**Selected extract:**
----

Death of the Inhumans is a 2018 American comic book story arc published by Marvel Comics.

Publication history
"Death of the Inhumans" was announced on March 28, 2018, as a project by Donny Cates and Ariel Olivetti scheduled to be released starting in July 2018 as a five-issue miniseries.

Premise
The premise deals with the Kree plotting to get the Inhumans to join them by using a Super-Inhuman they created to kill some of them to serve as a warning to those who don't take up their offer.

Plot
The Kree have initiated a murdering campaign in order to force Black Bolt to join the Kree Empire. This ultimatum causes the deaths of 1,038 Inhumans with the words "Join or Die" carved into their bodies, which forced Black Bolt to call together the four Queens of the Universal Inhuman tribes to respond to this threat. However, the meeting goes far from as planned, as an Inhuman executioner named Vox, a Super-Inhuman created by the Kree, begins his bloody rampage across the place. When Black Bolt, Medusa, Gorgon, Karnak, Crystal, Triton, and Lockjaw reach the meeting place, they discover the bodies of Oola Udonta, Aladi Ko Eke, Onomi Whitemane, and Goddess Ovoe, with the same three words written in their blood on a banner hanging about their corpses. They eventually realize that the victims had fallen into a trap as one of the dead Inhumans was wired with an explosive. While most of Black Bolt's group made it out alive thanks to Lockjaw, Triton was not so lucky and was killed in the explosion. Black Bolt then sent Lockjaw to New Arctilan to retrieve his brother Maximus. Unbeknownst to them, Vox and his men had already arrived on New Arctilan and began murdering every Inhuman they come across, old or new like Flagman, Glass Girl, Naja, and Sterilon. Armed with all of the Inhumans’ abilities and no humanity, Vox easily cuts his prey down with his powers or his literal energy scythe. Even Maximus can’t defeat Vox as he quickly loses an arm for even making the attempt. Soon after, Lockjaw arrives and helps Maximus with his attempt to stop Vox on their own but things don't go so well as Vox fires an enormous blast, ripping a hole in both of them.

----

**Supplied material:**

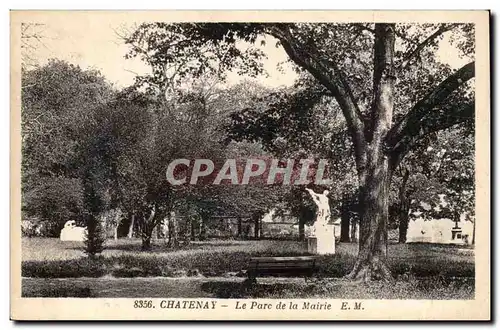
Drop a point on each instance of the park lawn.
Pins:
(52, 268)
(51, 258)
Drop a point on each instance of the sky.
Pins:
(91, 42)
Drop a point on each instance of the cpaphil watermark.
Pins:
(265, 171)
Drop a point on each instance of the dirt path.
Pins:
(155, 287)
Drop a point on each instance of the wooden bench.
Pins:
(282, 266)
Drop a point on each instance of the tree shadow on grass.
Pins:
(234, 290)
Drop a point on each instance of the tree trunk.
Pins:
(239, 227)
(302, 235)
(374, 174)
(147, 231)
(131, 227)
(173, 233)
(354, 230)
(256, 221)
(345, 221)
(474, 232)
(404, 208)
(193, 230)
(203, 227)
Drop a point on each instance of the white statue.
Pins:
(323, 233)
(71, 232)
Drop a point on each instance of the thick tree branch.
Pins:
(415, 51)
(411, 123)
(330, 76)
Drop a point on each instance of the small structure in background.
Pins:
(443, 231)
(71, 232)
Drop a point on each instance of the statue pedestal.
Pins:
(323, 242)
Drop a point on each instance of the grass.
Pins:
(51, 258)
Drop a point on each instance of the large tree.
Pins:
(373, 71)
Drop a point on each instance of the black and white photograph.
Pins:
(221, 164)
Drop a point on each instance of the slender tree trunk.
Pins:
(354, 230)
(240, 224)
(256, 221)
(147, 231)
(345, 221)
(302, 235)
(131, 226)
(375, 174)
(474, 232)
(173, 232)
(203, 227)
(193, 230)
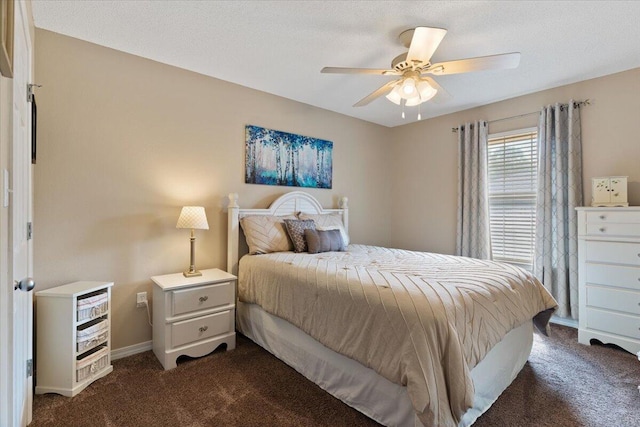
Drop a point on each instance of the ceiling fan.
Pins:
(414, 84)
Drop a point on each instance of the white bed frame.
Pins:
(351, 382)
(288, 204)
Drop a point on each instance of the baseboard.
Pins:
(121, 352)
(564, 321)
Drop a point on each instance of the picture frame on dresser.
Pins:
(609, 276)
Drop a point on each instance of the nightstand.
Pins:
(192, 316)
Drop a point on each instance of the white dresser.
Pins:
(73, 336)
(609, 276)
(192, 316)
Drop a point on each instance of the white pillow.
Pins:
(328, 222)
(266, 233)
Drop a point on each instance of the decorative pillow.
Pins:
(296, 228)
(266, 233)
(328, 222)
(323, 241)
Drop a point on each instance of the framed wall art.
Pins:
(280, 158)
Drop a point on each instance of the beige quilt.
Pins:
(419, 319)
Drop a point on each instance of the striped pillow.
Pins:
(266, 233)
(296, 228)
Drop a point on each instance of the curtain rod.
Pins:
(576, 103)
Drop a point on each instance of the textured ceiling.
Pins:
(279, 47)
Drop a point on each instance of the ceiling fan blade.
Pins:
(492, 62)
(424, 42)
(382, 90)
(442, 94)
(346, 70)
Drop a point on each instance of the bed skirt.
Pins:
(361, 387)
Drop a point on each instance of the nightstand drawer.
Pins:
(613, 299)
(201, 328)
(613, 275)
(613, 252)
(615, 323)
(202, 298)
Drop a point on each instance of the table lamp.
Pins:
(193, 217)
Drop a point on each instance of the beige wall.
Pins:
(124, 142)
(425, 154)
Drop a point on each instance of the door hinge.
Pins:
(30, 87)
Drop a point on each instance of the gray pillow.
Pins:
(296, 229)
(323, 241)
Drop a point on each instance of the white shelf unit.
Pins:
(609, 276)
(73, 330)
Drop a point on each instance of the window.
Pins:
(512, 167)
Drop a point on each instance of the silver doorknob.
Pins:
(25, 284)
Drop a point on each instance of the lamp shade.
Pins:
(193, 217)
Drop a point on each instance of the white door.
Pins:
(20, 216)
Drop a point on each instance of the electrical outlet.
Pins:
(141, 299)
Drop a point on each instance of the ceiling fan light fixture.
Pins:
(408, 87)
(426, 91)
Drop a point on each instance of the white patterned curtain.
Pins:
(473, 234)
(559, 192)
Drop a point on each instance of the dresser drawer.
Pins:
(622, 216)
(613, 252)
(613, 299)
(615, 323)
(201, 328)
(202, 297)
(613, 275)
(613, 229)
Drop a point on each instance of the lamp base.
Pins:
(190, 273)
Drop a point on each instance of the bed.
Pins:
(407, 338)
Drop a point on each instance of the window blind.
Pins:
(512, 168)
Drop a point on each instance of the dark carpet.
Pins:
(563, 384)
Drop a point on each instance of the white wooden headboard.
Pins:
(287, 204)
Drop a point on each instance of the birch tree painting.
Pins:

----

**Tasks:**
A - Set down the passage of the Death of the Inhumans article above between "Publication history" and "up their offer.", inclusive.
B - According to the Death of the Inhumans article above, how many Inhumans die in the Kree murder campaign?
C - Extend the plot summary in the Death of the Inhumans article above, picking up after its final sentence.

**List of answers:**
A -
Publication history
"Death of the Inhumans" was announced on March 28, 2018, as a project by Donny Cates and Ariel Olivetti scheduled to be released starting in July 2018 as a five-issue miniseries.

Premise
The premise deals with the Kree plotting to get the Inhumans to join them by using a Super-Inhuman they created to kill some of them to serve as a warning to those who don't take up their offer.

B - The campaign causes the deaths of 1,038 Inhumans.

C -
The Royal Family eventually reaches the now burned Kingdom of New Arctilan and mourn the death of its citizens. Karnak, who can see the flaw in all things, is then sent to the Kree Commander to relay a message from Black Bolt, learning in the process that the Kree intend to rebuild Hala and enslave the Inhumans as their intended soldiers and slaves. The Kree Commander explains how they dispatched Ronan the Accuser as leader of the Kree after Hala was placed in ruin by Mister Knife and have begun to forge a new life. When asked to kneel, Karnak doesn’t. Instead, he does his best to fend off Vox only for the Super-Inhuman is able to subdue Karnak. As Black Bolt arrives, he walks through the halls of the Kree base speaking every name of the fallen Inhumans, making it a song about death. Eventually, it comes down to just Black Bolt vs. Vox who's holding Karnak as a shield. Black Bolt signs to Karnak to have Vox take him instead. Vox apparently accepts the change as he teleports himself behind Black Bolt. Before Karnak’s very eyes, Vox slits Black Bolt’s throat.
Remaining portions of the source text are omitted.